The Sensitive Gut

Understanding IBS

Sex and The Irritable Bowel

sex-addiction-problems‘My IBS seems to flare up after I have had intercourse.  It has put me off the whole idea of sex. How can I deal with this?’  

Sex and food are our two major drives and they are also two major factors associated with IBS, but only one of them is ever really talked about.  Sex remains private and secret, but is all the more powerful for that.  When asked, a third of women and a much smaller fraction of men with IBS admit sex is a problem, but that still seems an underestimate. They report that IBS erodes any desire they have for sex, that intercourse itself is painful and sore and that afterwards their stomach is upset for days.  Although many tell how sex makes their pain and bloating worse, some women have told us that having sex can bring on an attack of diarrhoea.  An episode of incontinence can kill any passion in seconds.  Constipation on the other hand can make penetration difficult and painful.

Sex is the drama and the bedroom the theatre. Like the irritated bowel, sex is a complex interplay of action and emotion. During the build up to sex, feelings of desire increase activity in the parasympathetic nerves, the same system that facilitates digestion and bowel movement. Desire also releases the love hormone, oxytocin, which facilitates attachment and alters reproductive physiology.  These actions cause the clitoris to swell and become sensitive, increase vaginal blood flow, secretion and sensitivity, relax the vaginal muscle fibres, and inhibit the tone in the striated muscles of the pelvic floor and perineum, all of which make a woman receptive. But it is not just a matter of physiology, she also has to be open emotionally.  If there is too much fear or distrust, the physiology just won’t work.  Analogous actions in men cause the penis to swell and become rigid   by increasing the blood flow into that organ and reducing its outflow, trapping it in the spaces between a network of gristle.  Desire also increases secretion of fluid rich in potassium from the  seminal vesicles and the prostate gland while contractions of the vas deferens propel that fluid to a the urethral bulb, a reservoir, just below the prostate gland. Fear and distrust will inhibit all of these actions, most noticeably deflating the penis.

- [Data listing]
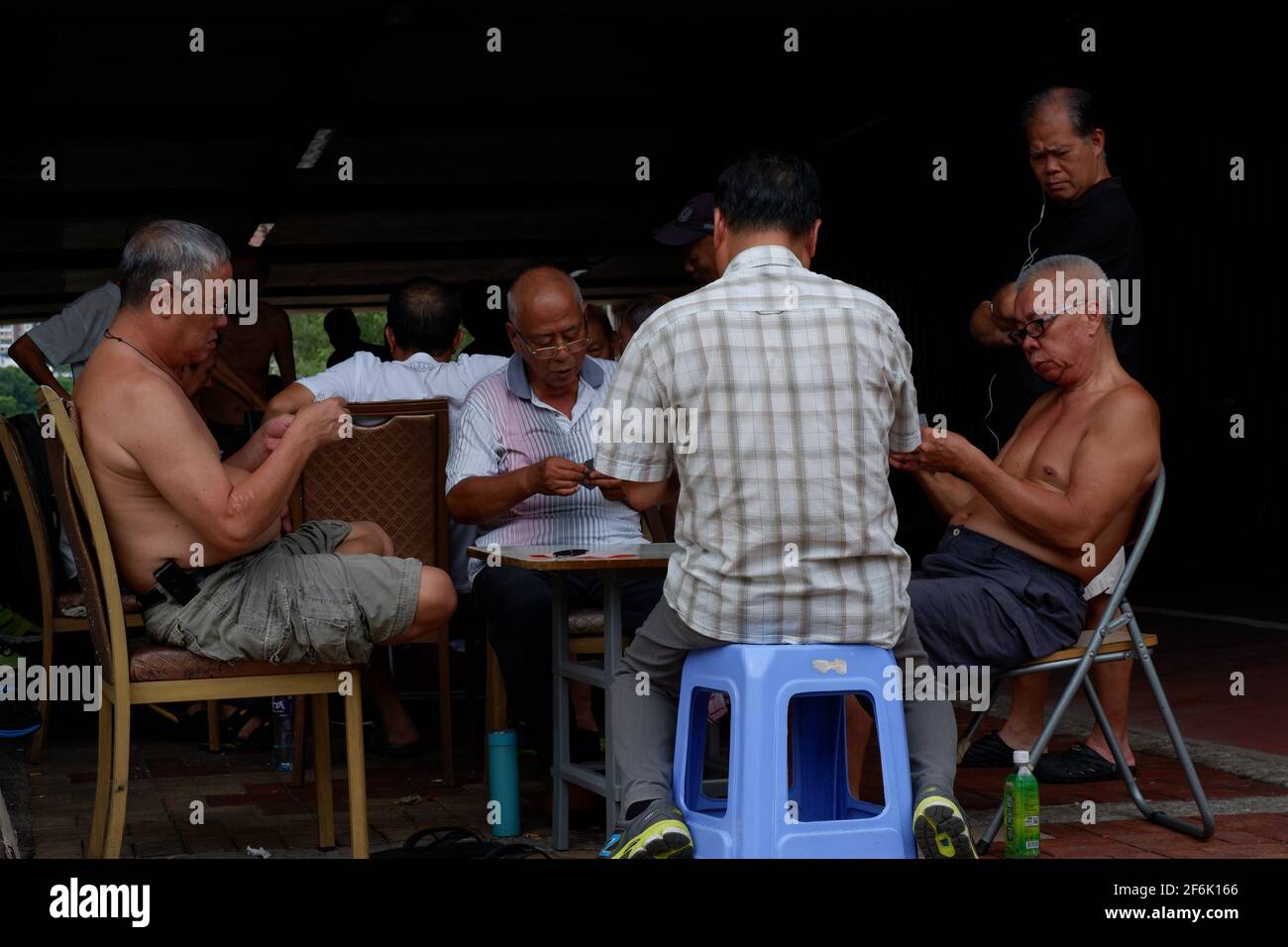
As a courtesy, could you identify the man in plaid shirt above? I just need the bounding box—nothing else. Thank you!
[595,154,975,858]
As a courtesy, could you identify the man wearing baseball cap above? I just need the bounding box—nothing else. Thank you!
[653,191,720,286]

--

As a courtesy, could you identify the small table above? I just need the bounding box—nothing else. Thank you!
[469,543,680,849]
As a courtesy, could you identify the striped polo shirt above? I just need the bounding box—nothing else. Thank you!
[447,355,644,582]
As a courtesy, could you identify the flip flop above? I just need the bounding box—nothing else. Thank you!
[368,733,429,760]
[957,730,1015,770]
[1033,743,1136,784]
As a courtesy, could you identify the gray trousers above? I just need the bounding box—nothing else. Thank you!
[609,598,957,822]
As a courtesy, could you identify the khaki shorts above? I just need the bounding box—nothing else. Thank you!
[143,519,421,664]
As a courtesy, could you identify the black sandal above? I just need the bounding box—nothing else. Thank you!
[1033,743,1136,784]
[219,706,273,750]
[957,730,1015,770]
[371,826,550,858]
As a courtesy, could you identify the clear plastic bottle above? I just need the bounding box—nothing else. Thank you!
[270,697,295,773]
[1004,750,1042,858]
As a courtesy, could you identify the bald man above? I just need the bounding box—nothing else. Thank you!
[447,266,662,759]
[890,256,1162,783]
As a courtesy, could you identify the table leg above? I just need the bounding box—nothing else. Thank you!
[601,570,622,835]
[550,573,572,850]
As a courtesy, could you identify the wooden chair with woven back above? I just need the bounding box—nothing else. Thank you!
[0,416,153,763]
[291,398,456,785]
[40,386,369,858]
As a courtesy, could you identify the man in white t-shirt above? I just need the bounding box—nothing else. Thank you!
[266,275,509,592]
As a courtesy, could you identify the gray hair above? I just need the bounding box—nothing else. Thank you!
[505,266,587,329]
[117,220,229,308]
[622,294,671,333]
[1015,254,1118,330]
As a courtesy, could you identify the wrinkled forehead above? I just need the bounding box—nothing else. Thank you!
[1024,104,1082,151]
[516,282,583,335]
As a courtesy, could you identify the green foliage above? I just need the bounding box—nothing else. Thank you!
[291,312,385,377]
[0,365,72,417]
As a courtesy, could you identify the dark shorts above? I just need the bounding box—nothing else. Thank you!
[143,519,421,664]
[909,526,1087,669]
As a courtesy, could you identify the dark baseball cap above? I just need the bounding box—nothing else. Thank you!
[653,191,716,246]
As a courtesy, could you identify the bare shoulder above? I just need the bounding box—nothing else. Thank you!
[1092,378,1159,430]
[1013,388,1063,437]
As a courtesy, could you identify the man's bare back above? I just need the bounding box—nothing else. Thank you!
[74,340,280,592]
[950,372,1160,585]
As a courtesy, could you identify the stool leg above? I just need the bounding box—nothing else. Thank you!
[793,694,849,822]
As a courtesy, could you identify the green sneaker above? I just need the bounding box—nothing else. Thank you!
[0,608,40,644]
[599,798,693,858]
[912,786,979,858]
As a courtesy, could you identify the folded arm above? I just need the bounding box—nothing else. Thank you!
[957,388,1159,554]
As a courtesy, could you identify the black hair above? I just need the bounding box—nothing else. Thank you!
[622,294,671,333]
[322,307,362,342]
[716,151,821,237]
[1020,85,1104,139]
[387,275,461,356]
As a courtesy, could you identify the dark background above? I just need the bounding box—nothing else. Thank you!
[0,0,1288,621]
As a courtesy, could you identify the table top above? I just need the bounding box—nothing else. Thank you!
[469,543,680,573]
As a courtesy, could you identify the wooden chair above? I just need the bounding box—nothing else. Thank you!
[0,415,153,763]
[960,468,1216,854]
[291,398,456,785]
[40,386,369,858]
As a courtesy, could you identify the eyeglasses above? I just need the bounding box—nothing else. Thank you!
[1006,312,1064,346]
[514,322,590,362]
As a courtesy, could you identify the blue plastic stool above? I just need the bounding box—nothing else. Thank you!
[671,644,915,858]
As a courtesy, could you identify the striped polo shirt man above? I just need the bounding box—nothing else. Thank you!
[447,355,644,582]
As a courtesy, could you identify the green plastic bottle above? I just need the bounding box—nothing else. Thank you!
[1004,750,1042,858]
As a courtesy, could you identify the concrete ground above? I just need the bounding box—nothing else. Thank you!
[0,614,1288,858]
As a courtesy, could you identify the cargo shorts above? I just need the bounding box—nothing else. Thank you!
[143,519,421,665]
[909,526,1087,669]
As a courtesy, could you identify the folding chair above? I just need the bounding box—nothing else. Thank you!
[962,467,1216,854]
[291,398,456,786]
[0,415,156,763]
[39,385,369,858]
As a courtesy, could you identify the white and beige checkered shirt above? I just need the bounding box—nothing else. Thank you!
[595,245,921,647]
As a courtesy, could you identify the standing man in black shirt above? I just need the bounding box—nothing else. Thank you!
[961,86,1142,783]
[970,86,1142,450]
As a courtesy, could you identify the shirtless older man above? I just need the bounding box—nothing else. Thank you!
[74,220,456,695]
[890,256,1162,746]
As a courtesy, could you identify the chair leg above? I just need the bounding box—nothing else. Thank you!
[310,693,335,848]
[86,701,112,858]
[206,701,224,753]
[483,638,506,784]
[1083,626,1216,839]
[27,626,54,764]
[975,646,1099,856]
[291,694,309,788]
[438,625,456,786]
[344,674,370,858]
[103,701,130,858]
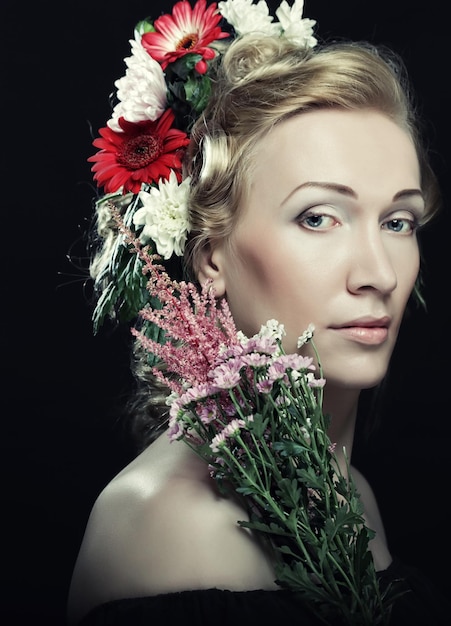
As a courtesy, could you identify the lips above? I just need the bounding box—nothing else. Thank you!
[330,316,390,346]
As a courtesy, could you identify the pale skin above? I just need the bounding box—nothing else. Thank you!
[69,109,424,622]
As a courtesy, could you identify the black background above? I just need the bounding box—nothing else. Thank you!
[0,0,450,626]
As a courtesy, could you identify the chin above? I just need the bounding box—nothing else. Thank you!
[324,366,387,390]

- [Tasks to carry out]
**a)** Please return the text of the passage on sex and IBS from "Sex and food" to "difficult and painful.".
**b)** Summarize the passage on sex and IBS in two sentences.

- [Exercise answers]
**a)**
Sex and food are our two major drives and they are also two major factors associated with IBS, but only one of them is ever really talked about.  Sex remains private and secret, but is all the more powerful for that.  When asked, a third of women and a much smaller fraction of men with IBS admit sex is a problem, but that still seems an underestimate. They report that IBS erodes any desire they have for sex, that intercourse itself is painful and sore and that afterwards their stomach is upset for days.  Although many tell how sex makes their pain and bloating worse, some women have told us that having sex can bring on an attack of diarrhoea.  An episode of incontinence can kill any passion in seconds.  Constipation on the other hand can make penetration difficult and painful.

**b)** Sex is seldom discussed as a factor in IBS, yet a third of women and a much smaller fraction of men with the condition admit it is a problem, reporting lost desire, painful intercourse and days of stomach upset afterward, while diarrhea and constipation can also make sex difficult. Desire activates the same parasympathetic nerves that aid digestion and bowel movement and releases oxytocin, but in both women and men fear or distrust can stop the body's sexual responses from working.